-- start of Given text --
It’s been six long years for fans of Vampire Weekend. Six years of silence. Of waiting. Of nothing. Until, bam! With May showers comes Vampire Weekend’s fourth album, Father of the Bride.
Formerly a four-man band, Vampire Weekend is now a trio composed of lead singer Ezra Koenig, multi-instrumentalist Chris Tomson, and bassist Chris Baio. And the group’s latest effort mixes some flair and maturity into the 18 tracks found here.
These songs tackle difficult subjects—from heartbreak and suffering, to global and political unrest—by asking existential questions with a light and airy feel that sounds like a fusion of The Beatles, Phish and The Cure. But though the band unquestionably deals with some complex themes, Father of the Bride still mixes some positive messages among the more melancholy ones.
“We Belong Together” focuses on two people who, though vastly different, realize they’re meant for each another: “We go together like Keats and Yeats/Bowls and plates, days and dates/We stay united like these old states/It’s how we go together.” In “Married in a Gold Rush,” a man fights to make a relationship work, even though it occasionally feels hopeless (“I just wanna go out tonight and make my baby proud”). And in “Stranger,” a man has finally found the woman he loves: “I used to look for an answer/ … Don’t need to look anymore.” A woman moves on from a dead-end relationship in “Hold You Now.”
-- end of Given text --
What this exercise asks:
- a) In the album review, why does the man in "Stranger" say he doesn't need to look anymore?
- b) How many tracks are on Father of the Bride, according to the review?
- c) Continue the review of Vampire Weekend's Father of the Bride from where it ends.
-- start of Records supplied --
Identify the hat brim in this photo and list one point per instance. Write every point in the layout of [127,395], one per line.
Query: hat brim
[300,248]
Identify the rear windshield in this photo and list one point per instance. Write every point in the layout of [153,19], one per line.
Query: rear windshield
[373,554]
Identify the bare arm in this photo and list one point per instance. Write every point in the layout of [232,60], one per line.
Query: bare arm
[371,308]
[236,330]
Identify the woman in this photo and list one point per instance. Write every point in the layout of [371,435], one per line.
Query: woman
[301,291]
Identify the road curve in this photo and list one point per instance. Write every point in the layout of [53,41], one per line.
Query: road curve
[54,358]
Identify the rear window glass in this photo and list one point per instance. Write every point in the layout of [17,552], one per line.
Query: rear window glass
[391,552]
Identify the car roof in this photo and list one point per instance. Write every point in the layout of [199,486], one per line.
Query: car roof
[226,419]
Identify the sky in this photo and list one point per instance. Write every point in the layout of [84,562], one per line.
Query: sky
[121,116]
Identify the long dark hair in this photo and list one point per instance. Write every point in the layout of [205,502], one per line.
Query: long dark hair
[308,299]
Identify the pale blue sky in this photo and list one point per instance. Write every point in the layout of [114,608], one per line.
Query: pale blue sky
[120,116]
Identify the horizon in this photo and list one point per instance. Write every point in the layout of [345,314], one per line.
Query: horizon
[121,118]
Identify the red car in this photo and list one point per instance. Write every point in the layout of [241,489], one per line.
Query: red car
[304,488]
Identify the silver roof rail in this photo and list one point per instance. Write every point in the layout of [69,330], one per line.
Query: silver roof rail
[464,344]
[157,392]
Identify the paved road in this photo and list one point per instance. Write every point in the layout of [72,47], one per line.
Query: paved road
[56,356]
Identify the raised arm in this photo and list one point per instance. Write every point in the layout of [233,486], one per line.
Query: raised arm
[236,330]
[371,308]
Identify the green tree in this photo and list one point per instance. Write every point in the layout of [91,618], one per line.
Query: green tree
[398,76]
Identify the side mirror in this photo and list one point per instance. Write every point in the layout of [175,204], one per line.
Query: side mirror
-- end of Records supplied --
Exercise answers:
- a) He has finally found the woman he loves, so he no longer has to search for an answer.

- b) 18 tracks.

- c)
“This Life” contrasts the harsh reality of pain with our impulse to find someplace where it doesn’t exist: “Baby, I know pain is as natural as the rain/I just thought it didn’t rain in California.” Similar sentiments show up on “Harmony Hall,” where a man wrestles with the reality of deception and his desire for change: “Anybody with a worried mind can never forgive the sight/Of wicked snakes inside a place you thought was dignified/I don’t wanna live like this, but I don’t wanna die.”
Wise life lessons are doled out on “Rich Man.” A man thinks back on advice he’s received about peace (“One rich man in 10 has a satisfied mind/And I’m the one”), love (“I’m compelled by your love, and I havene’t lost yet/Clearly you’re the one”) and money’s inability to satisfy apart from meaningful relationships (“But if 10 million dollars is all that you got/You won’t be the one”).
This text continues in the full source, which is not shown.